#### The data

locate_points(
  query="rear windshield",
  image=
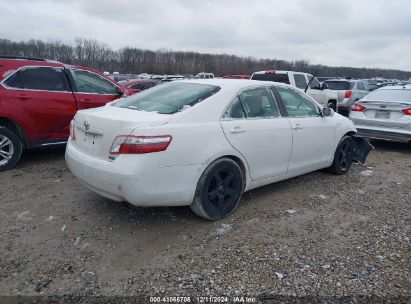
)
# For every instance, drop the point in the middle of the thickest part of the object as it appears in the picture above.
(339, 85)
(168, 98)
(272, 77)
(390, 95)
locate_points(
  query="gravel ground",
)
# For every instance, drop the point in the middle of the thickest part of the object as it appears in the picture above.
(310, 238)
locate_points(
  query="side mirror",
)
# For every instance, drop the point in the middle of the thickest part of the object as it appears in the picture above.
(119, 91)
(327, 112)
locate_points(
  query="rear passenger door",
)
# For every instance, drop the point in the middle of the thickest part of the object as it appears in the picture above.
(92, 90)
(42, 95)
(313, 135)
(254, 127)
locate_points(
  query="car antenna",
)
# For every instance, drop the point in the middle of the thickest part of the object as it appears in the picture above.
(309, 82)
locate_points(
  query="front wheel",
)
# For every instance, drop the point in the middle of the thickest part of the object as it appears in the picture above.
(343, 156)
(10, 149)
(219, 190)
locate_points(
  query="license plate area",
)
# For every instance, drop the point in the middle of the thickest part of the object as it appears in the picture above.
(89, 140)
(382, 114)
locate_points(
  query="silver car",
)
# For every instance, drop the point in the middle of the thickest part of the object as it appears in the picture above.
(348, 91)
(384, 114)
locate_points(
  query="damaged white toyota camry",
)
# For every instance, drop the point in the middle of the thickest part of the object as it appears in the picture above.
(204, 142)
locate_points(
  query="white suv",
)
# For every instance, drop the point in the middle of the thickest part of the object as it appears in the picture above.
(300, 80)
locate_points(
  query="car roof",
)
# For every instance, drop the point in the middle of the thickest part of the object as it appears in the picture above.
(226, 82)
(341, 80)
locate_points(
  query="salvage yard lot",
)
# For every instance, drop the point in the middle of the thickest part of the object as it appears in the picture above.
(314, 235)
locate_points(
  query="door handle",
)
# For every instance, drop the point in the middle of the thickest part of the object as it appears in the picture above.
(297, 126)
(236, 130)
(21, 96)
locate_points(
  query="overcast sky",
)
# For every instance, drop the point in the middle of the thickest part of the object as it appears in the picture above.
(360, 33)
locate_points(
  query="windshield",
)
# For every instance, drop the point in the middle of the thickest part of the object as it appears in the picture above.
(272, 77)
(390, 95)
(339, 85)
(168, 98)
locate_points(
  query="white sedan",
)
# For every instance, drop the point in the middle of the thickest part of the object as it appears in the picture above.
(204, 142)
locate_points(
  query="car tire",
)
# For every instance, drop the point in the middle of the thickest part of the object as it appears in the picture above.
(10, 149)
(343, 156)
(332, 105)
(219, 190)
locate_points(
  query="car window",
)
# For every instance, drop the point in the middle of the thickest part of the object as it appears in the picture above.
(296, 104)
(314, 83)
(394, 95)
(235, 110)
(253, 103)
(138, 86)
(39, 78)
(88, 82)
(360, 85)
(169, 98)
(300, 81)
(339, 85)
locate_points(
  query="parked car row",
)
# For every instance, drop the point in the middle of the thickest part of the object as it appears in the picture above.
(384, 114)
(220, 137)
(38, 98)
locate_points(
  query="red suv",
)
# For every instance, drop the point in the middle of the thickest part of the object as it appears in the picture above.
(134, 86)
(38, 99)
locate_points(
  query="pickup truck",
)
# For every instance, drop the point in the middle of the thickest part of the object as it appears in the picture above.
(300, 80)
(39, 98)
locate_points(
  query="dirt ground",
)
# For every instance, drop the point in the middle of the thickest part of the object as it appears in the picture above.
(311, 237)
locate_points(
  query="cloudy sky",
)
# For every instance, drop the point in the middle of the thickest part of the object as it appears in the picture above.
(360, 33)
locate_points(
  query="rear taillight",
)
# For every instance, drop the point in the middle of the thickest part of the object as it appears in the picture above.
(73, 130)
(357, 108)
(407, 111)
(128, 144)
(348, 94)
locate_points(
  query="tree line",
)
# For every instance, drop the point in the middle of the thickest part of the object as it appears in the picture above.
(100, 56)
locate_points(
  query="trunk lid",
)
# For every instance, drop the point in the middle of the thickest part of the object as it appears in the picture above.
(385, 114)
(95, 129)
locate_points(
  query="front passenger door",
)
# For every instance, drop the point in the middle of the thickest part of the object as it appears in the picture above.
(313, 135)
(254, 127)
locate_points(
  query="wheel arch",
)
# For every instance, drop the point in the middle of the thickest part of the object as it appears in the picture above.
(242, 163)
(16, 128)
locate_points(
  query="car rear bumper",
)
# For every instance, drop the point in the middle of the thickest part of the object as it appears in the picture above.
(136, 179)
(384, 133)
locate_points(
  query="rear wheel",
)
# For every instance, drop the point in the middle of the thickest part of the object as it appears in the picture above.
(219, 190)
(10, 149)
(343, 156)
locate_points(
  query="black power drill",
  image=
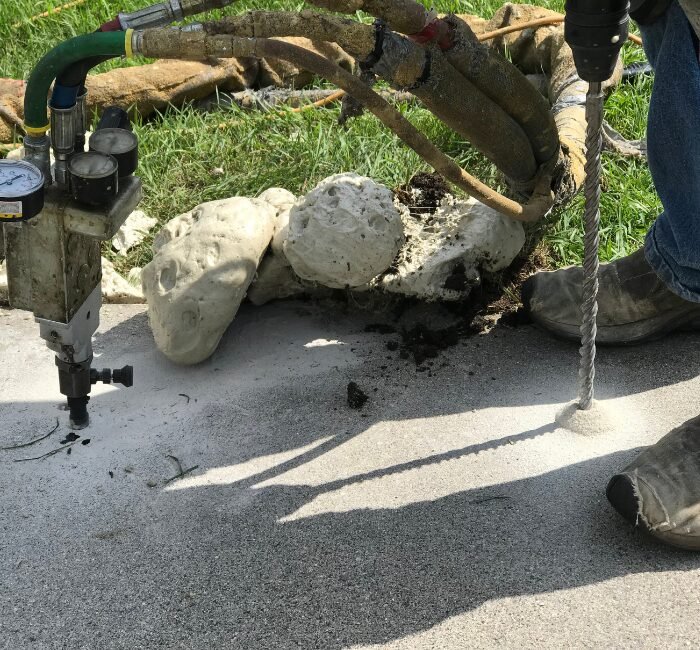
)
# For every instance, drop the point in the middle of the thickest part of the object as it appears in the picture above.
(596, 31)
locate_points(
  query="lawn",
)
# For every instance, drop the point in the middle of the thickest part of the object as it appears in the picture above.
(180, 149)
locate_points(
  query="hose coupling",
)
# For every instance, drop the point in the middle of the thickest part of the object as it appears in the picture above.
(158, 15)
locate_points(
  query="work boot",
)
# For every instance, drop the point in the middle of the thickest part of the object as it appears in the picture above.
(634, 305)
(660, 490)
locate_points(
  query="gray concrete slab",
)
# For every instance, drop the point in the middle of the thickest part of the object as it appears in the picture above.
(451, 512)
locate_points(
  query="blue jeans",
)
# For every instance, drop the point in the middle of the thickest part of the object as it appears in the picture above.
(673, 136)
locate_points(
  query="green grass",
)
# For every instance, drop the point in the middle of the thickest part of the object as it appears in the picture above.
(180, 148)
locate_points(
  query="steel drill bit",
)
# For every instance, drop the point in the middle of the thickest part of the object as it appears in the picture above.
(589, 304)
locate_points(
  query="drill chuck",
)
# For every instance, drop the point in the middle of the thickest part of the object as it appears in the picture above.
(596, 31)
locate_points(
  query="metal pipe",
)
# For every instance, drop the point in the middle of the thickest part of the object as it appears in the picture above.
(62, 140)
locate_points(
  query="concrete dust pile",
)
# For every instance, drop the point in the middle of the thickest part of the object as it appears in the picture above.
(344, 232)
(347, 233)
(200, 275)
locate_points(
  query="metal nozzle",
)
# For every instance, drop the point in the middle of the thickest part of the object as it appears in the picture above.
(80, 121)
(62, 140)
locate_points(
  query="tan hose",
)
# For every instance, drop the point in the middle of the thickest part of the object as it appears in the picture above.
(198, 46)
(468, 110)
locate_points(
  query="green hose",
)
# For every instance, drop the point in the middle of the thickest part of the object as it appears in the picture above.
(52, 64)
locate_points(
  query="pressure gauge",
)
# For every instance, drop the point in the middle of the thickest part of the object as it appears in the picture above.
(93, 177)
(21, 190)
(121, 144)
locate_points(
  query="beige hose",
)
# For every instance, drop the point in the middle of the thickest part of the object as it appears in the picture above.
(199, 46)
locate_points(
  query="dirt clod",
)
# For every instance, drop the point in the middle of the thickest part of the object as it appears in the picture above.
(423, 193)
(357, 398)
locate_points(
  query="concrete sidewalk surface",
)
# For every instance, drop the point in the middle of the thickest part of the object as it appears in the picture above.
(450, 512)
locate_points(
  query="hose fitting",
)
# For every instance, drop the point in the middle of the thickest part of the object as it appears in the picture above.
(157, 15)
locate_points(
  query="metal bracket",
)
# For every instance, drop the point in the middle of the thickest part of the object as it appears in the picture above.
(72, 342)
(103, 223)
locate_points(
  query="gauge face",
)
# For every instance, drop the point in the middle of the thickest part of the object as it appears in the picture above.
(113, 141)
(92, 164)
(19, 179)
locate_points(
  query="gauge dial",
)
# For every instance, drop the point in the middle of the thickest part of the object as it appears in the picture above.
(92, 164)
(121, 144)
(21, 190)
(93, 177)
(19, 178)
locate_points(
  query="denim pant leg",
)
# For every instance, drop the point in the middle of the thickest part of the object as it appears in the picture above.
(673, 135)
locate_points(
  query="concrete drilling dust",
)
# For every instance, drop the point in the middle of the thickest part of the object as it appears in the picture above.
(601, 418)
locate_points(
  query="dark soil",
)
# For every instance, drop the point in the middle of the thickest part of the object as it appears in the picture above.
(357, 398)
(428, 328)
(431, 190)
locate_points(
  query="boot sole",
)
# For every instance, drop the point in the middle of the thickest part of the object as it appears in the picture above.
(651, 329)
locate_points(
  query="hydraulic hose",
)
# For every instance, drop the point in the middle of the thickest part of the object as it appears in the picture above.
(198, 46)
(60, 58)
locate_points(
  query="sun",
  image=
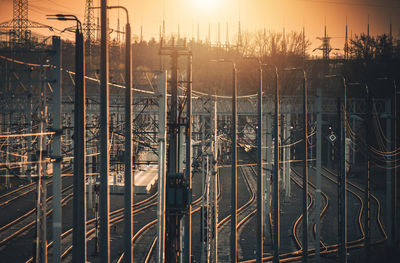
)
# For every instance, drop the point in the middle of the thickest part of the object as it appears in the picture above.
(206, 4)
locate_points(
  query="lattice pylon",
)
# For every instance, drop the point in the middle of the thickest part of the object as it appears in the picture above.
(20, 21)
(89, 26)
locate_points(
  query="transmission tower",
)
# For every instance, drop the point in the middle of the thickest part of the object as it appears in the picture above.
(325, 46)
(20, 21)
(89, 26)
(19, 28)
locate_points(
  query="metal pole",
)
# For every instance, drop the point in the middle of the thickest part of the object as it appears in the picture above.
(215, 171)
(318, 176)
(188, 217)
(173, 247)
(339, 157)
(367, 208)
(268, 233)
(56, 154)
(276, 219)
(287, 157)
(29, 122)
(162, 135)
(128, 196)
(104, 136)
(234, 169)
(203, 194)
(342, 175)
(305, 173)
(389, 172)
(260, 187)
(79, 201)
(395, 175)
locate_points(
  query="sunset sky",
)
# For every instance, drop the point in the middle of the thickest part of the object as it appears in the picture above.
(254, 15)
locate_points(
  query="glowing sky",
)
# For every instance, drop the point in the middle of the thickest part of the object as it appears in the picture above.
(254, 15)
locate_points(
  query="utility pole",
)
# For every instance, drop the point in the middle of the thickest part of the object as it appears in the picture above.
(162, 139)
(188, 173)
(129, 177)
(56, 153)
(104, 135)
(79, 204)
(268, 139)
(79, 199)
(41, 208)
(343, 176)
(305, 172)
(178, 187)
(318, 176)
(234, 169)
(276, 218)
(367, 201)
(388, 213)
(215, 183)
(260, 187)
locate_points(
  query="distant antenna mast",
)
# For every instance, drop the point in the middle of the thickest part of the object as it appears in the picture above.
(346, 43)
(227, 36)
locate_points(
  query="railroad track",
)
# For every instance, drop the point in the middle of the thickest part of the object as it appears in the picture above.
(116, 216)
(296, 226)
(244, 213)
(353, 244)
(21, 224)
(19, 192)
(147, 257)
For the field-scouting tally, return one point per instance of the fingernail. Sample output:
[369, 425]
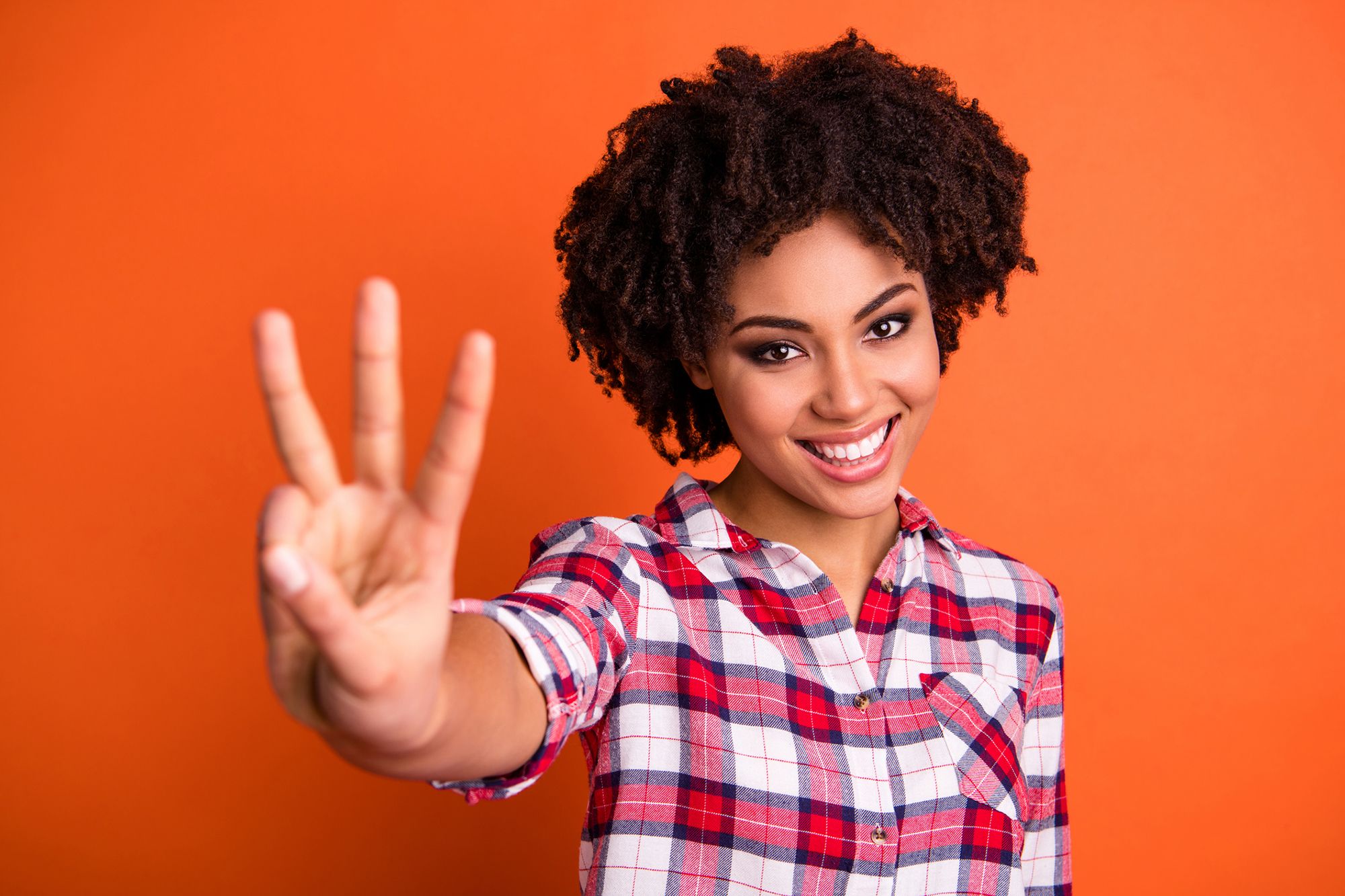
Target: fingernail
[287, 571]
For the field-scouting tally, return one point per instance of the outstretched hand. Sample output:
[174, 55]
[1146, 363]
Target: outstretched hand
[356, 579]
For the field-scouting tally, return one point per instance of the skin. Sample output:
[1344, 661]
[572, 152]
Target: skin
[840, 374]
[361, 643]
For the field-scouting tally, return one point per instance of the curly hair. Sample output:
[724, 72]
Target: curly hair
[753, 153]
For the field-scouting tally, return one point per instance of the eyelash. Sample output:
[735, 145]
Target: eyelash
[759, 354]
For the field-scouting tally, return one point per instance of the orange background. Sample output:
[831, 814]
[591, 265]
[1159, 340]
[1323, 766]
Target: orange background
[1155, 425]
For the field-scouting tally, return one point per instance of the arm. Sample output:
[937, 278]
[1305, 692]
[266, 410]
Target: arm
[1046, 853]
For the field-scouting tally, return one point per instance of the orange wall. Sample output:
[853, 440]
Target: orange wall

########

Exercise prompt: Find "dust" in the preceding records. Copy each line that holds it.

Solution:
  query="concrete dust pile",
  query="concrete drilling dust",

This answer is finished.